▸ GIVEN PROBLEM:
Can you lay out every line of the records below as a Markdown table with the columns Row and Text, numbering each line and omitting the blank ones?

▸ EXERCISE MATERIAL:

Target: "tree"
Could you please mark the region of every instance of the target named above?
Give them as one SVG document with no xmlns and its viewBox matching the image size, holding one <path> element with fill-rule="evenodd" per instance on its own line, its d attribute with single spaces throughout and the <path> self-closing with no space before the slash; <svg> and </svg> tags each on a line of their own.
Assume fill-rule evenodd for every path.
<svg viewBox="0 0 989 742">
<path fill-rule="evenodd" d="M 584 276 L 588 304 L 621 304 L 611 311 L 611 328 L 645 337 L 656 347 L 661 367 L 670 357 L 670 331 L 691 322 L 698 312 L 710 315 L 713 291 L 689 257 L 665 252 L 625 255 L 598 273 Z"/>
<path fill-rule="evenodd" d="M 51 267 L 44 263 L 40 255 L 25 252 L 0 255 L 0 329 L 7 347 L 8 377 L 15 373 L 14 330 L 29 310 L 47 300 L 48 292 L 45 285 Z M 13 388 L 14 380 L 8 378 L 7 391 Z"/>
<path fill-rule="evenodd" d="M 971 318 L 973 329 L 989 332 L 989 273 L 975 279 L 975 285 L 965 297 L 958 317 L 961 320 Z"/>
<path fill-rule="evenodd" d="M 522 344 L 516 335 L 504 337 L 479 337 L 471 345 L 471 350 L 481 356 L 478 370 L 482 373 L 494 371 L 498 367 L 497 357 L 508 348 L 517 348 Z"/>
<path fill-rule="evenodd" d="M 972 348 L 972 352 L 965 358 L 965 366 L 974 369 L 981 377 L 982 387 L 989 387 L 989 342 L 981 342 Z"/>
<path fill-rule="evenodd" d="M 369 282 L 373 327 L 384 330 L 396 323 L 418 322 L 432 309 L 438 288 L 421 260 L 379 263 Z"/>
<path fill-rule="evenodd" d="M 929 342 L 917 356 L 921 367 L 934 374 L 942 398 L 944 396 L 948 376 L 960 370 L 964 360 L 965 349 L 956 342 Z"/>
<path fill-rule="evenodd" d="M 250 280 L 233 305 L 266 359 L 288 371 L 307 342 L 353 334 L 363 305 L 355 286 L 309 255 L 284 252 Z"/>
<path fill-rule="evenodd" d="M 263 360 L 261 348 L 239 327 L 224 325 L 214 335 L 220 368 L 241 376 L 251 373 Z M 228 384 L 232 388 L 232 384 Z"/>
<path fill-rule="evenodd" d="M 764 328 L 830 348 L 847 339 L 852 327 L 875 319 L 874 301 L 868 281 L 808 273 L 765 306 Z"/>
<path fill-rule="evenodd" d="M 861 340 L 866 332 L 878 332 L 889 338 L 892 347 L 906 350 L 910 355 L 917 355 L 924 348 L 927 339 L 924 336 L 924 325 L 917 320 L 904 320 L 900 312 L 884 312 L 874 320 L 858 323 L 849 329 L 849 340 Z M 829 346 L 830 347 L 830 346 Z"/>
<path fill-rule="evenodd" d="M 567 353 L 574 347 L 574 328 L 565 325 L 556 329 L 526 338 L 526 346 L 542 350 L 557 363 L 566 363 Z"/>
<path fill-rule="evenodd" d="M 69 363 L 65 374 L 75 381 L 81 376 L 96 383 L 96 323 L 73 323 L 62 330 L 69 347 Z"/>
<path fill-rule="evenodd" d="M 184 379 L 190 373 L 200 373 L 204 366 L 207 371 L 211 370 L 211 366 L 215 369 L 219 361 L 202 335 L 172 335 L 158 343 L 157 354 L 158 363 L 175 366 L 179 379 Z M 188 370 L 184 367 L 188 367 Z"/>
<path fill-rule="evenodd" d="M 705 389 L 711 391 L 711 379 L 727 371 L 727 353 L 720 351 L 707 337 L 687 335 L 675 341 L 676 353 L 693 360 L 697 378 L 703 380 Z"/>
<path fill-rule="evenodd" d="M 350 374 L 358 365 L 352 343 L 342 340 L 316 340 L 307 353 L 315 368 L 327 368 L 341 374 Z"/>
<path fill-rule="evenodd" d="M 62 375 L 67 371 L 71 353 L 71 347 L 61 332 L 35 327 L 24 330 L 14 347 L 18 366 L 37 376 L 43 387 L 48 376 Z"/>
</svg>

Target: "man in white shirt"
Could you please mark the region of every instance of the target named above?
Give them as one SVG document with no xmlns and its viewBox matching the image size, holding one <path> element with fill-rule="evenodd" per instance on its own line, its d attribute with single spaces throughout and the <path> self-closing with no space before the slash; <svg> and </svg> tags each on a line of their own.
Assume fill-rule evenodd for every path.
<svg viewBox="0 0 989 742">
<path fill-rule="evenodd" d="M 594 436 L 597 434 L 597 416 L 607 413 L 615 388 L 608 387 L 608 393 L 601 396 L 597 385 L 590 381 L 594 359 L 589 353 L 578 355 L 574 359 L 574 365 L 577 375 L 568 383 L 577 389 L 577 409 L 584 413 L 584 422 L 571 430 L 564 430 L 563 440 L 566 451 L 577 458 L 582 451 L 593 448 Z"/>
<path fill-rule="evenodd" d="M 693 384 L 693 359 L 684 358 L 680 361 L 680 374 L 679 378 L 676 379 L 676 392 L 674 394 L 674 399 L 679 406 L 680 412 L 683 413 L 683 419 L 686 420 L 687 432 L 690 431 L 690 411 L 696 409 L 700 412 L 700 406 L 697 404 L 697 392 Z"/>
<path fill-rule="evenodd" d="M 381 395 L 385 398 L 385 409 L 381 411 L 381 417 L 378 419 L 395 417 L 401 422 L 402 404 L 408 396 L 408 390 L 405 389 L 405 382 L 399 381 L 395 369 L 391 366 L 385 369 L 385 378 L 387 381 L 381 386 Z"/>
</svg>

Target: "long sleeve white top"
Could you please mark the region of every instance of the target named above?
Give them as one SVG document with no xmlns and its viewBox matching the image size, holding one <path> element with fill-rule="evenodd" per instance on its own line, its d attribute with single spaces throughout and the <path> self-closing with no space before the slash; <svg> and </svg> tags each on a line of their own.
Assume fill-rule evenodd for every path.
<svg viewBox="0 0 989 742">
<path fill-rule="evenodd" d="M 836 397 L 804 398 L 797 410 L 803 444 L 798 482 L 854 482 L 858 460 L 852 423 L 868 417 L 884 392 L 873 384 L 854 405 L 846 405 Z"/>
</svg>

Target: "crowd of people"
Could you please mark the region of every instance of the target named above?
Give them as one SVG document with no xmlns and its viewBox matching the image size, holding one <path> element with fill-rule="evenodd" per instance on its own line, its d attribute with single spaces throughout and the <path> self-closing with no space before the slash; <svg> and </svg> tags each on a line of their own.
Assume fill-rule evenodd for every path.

▸ RESULT BELOW:
| Row | Text |
|---|---|
| 1 | Target: "tree" |
| 2 | Could you please mark the region of every instance of the target named above? |
| 3 | Give them as one SVG document with no xmlns and its viewBox matching the image size, holding one <path> element with fill-rule="evenodd" per instance on its own line, its d attribute with single spaces throughout and the <path> self-closing with no space before the slash; <svg> and </svg> tags each on a line of their own. |
| 4 | Assume fill-rule evenodd for every path. |
| 5 | <svg viewBox="0 0 989 742"> |
| 6 | <path fill-rule="evenodd" d="M 584 276 L 588 304 L 621 304 L 611 311 L 611 328 L 645 337 L 656 347 L 661 367 L 670 357 L 670 331 L 691 322 L 698 312 L 710 315 L 713 291 L 689 257 L 665 252 L 625 255 L 598 273 Z"/> |
| 7 | <path fill-rule="evenodd" d="M 51 267 L 44 263 L 40 255 L 25 252 L 0 255 L 0 329 L 7 347 L 8 377 L 15 373 L 14 330 L 29 310 L 47 300 L 48 292 L 45 285 Z M 13 388 L 14 380 L 8 378 L 7 391 Z"/> |
| 8 | <path fill-rule="evenodd" d="M 971 318 L 973 329 L 989 332 L 989 273 L 975 279 L 975 285 L 965 297 L 958 317 L 961 320 Z"/> |
| 9 | <path fill-rule="evenodd" d="M 522 344 L 516 335 L 504 337 L 479 337 L 471 345 L 471 350 L 481 356 L 478 370 L 482 373 L 494 371 L 498 367 L 497 357 L 508 348 L 517 348 Z"/> |
| 10 | <path fill-rule="evenodd" d="M 972 348 L 972 352 L 965 358 L 965 366 L 974 369 L 981 377 L 982 387 L 989 387 L 989 342 L 981 342 Z"/> |
| 11 | <path fill-rule="evenodd" d="M 369 282 L 373 327 L 384 330 L 396 323 L 418 322 L 432 309 L 438 288 L 421 260 L 379 263 Z"/> |
| 12 | <path fill-rule="evenodd" d="M 929 342 L 917 356 L 921 367 L 934 374 L 942 398 L 944 396 L 948 376 L 960 370 L 964 360 L 965 349 L 956 342 Z"/> |
| 13 | <path fill-rule="evenodd" d="M 250 280 L 233 305 L 266 359 L 288 371 L 307 342 L 353 334 L 363 305 L 355 286 L 309 255 L 284 252 Z"/> |
| 14 | <path fill-rule="evenodd" d="M 263 360 L 261 348 L 239 327 L 224 325 L 214 335 L 220 368 L 241 376 L 251 373 Z M 228 384 L 232 388 L 232 384 Z"/> |
| 15 | <path fill-rule="evenodd" d="M 764 328 L 830 348 L 847 339 L 852 327 L 875 319 L 874 301 L 868 281 L 808 273 L 765 306 Z"/> |
| 16 | <path fill-rule="evenodd" d="M 861 340 L 866 332 L 878 332 L 889 338 L 892 347 L 906 350 L 910 355 L 917 355 L 924 348 L 927 339 L 924 336 L 924 325 L 917 320 L 904 320 L 900 312 L 884 312 L 874 320 L 858 323 L 849 329 L 849 340 Z M 829 346 L 830 347 L 830 346 Z"/> |
| 17 | <path fill-rule="evenodd" d="M 567 353 L 574 347 L 574 328 L 565 325 L 556 329 L 526 338 L 526 346 L 542 350 L 557 363 L 566 363 Z"/> |
| 18 | <path fill-rule="evenodd" d="M 69 363 L 65 374 L 75 381 L 81 376 L 96 383 L 96 323 L 73 323 L 62 330 L 69 347 Z"/> |
| 19 | <path fill-rule="evenodd" d="M 184 379 L 190 373 L 200 373 L 204 366 L 207 371 L 211 370 L 211 366 L 215 369 L 219 361 L 202 335 L 172 335 L 158 343 L 157 354 L 158 363 L 175 366 L 179 379 Z M 188 370 L 184 367 L 188 367 Z"/> |
| 20 | <path fill-rule="evenodd" d="M 705 389 L 711 391 L 711 379 L 727 371 L 727 353 L 720 351 L 707 337 L 687 335 L 675 341 L 676 353 L 693 360 L 697 378 L 703 380 Z"/> |
| 21 | <path fill-rule="evenodd" d="M 350 374 L 358 365 L 352 343 L 342 340 L 316 340 L 307 353 L 315 368 L 327 368 L 341 374 Z"/> |
| 22 | <path fill-rule="evenodd" d="M 62 375 L 67 371 L 71 353 L 71 347 L 61 332 L 35 327 L 24 330 L 14 347 L 18 366 L 37 376 L 43 387 L 48 376 Z"/> |
| 23 | </svg> |
| 24 | Target: "man in white shirt" |
| 25 | Could you please mark the region of every instance of the target named above? |
| 26 | Give them as one SVG document with no xmlns and its viewBox matching the image size, holding one <path> element with fill-rule="evenodd" per instance on its own line, its d attribute with single spaces throughout and the <path> self-closing with no space before the slash; <svg> and </svg> tags each on a line of their own. |
| 27 | Assume fill-rule evenodd for every path. |
| 28 | <svg viewBox="0 0 989 742"> |
| 29 | <path fill-rule="evenodd" d="M 594 436 L 597 434 L 597 416 L 607 413 L 615 388 L 608 387 L 608 393 L 601 396 L 597 385 L 590 381 L 594 359 L 589 353 L 578 355 L 574 359 L 574 365 L 577 375 L 568 383 L 577 389 L 577 409 L 584 413 L 584 422 L 571 430 L 564 430 L 563 440 L 566 451 L 577 458 L 582 451 L 593 448 Z"/> |
| 30 | <path fill-rule="evenodd" d="M 693 384 L 693 359 L 684 358 L 680 361 L 680 374 L 679 378 L 676 379 L 676 392 L 674 394 L 674 399 L 679 406 L 680 412 L 683 413 L 683 419 L 686 420 L 687 432 L 690 431 L 690 411 L 696 409 L 700 412 L 700 406 L 697 404 L 697 392 Z"/> |
| 31 | <path fill-rule="evenodd" d="M 381 395 L 385 398 L 385 409 L 381 411 L 381 417 L 378 419 L 395 417 L 401 422 L 402 404 L 408 396 L 408 390 L 405 389 L 405 382 L 399 381 L 395 369 L 391 366 L 385 369 L 385 378 L 387 381 L 381 386 Z"/> |
| 32 | </svg> |
| 33 | Target: "long sleeve white top" |
| 34 | Could you please mark the region of every instance of the target named above? |
| 35 | Give them as one SVG document with no xmlns and its viewBox matching the image size, holding one <path> element with fill-rule="evenodd" per instance on its own line, its d attribute with single spaces throughout and the <path> self-closing with no space before the slash; <svg> and </svg> tags each on a line of their own. |
| 36 | Assume fill-rule evenodd for every path. |
| 37 | <svg viewBox="0 0 989 742"> |
| 38 | <path fill-rule="evenodd" d="M 836 397 L 804 398 L 797 410 L 803 444 L 798 482 L 854 482 L 858 460 L 852 423 L 868 417 L 884 392 L 873 384 L 854 405 L 846 405 Z"/> |
| 39 | </svg> |
| 40 | Target: "crowd of people" |
| 41 | Could you please mark the region of every instance of the target named above? |
| 42 | Give them as one SVG document with no xmlns and its viewBox matching the image size, holding one <path> element with fill-rule="evenodd" per instance on its own line, its d attribute with single spaces throughout and the <path> self-closing with no space before the slash; <svg> and </svg> tags each on a line of their own. |
| 43 | Assume fill-rule evenodd for every path. |